**Objectif:**
Poursuivez l'intervention sur l'exploitation sexuelle et la prostitution reproduite ci-dessous, en reprenant juste après sa dernière phrase.
── Extrait du document
Le 16 octobre 2019, la coalition européenne Appel de Bruxelles organisait un événement au Parlement européen, pour remettre la vision abolitionniste au coeur des politiques européennes en matière d’exploitation sexuelle et de prostitution. isala était invitée à partager son expérience et ses revendications pour la Belgique. Voici l’intervention de Maïté Lonne, éducatrice, militante et survivante.
« Aujourd’hui, il est possible de s’offrir un enfant des deux sexes, une femme et même un chien, pour un rapport sexuel tarifé qui n’est rien d’autre qu’agression sexuelle. L’exploitation du vivant et plus particulièrement le système de prostitution, est une mécanique de violence marchande qui accepte de mettre un prix sur des effractions du corps. Or, non seulement les violences sexuelles sont interdites dans nos lois, mais en outre, elles représentent un véritable problème de santé publique et non pas une simple problématique privée.
────
── Documents sources
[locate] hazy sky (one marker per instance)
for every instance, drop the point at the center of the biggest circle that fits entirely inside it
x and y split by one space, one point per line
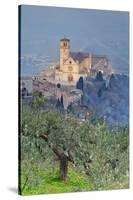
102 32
────
**Résultat attendu:**
Ce 20 novembre 2019, nous allons fêter les 30 ans de la signature de la Convention internationale des droits de l’enfant. Force est de constater que nous en sommes presque toujours au même point ; la souffrance infantile reste un sujet tabou qui gangrène nos sociétés. Et quels genres d’individus pouvons-nous devenir lorsque l’on est formaté à cette violence depuis notre enfance et que nous refusons de recréer des liens entre enfants maltraités et adultes mal en point ?
Nous provenons d’une planète qui permet le meurtre, l’abus, l’agression et l’exploitation sexuelle des enfants et des femmes, depuis l’Antiquité. Et malgré la mise en place de diverses législations théoriques, nos habitudes ne changent pas dans la pratique. L’Europe ferme les yeux sur une réalité dont elle nie l’évidence : le berceau de l’exploitation sexuelle est l’extrême jeunesse.
Le fonctionnement de la prostitution en tant qu’industrie gérée par le crime organisé est bien connu. Le viol est un instrument de torture employé pour briser, soumettre et déshumaniser. L’enfant formaté à l’esclavagisme sexuel est muré dans un silence qu’il pense protecteur vis-à-vis des adultes de son entourage. Bien souvent les proxénètes violeurs créent un effet de syndrome de Stockholm entre l’enfant agressé sexuellement et ses tortionnaires, de sorte que la victime devienne dépendante affective avec ses abuseurs. Et lorsque les parents sont complices, les petits se retrouvent face à un conflit de loyauté indescriptible ! Une seule règle d’or : le silence !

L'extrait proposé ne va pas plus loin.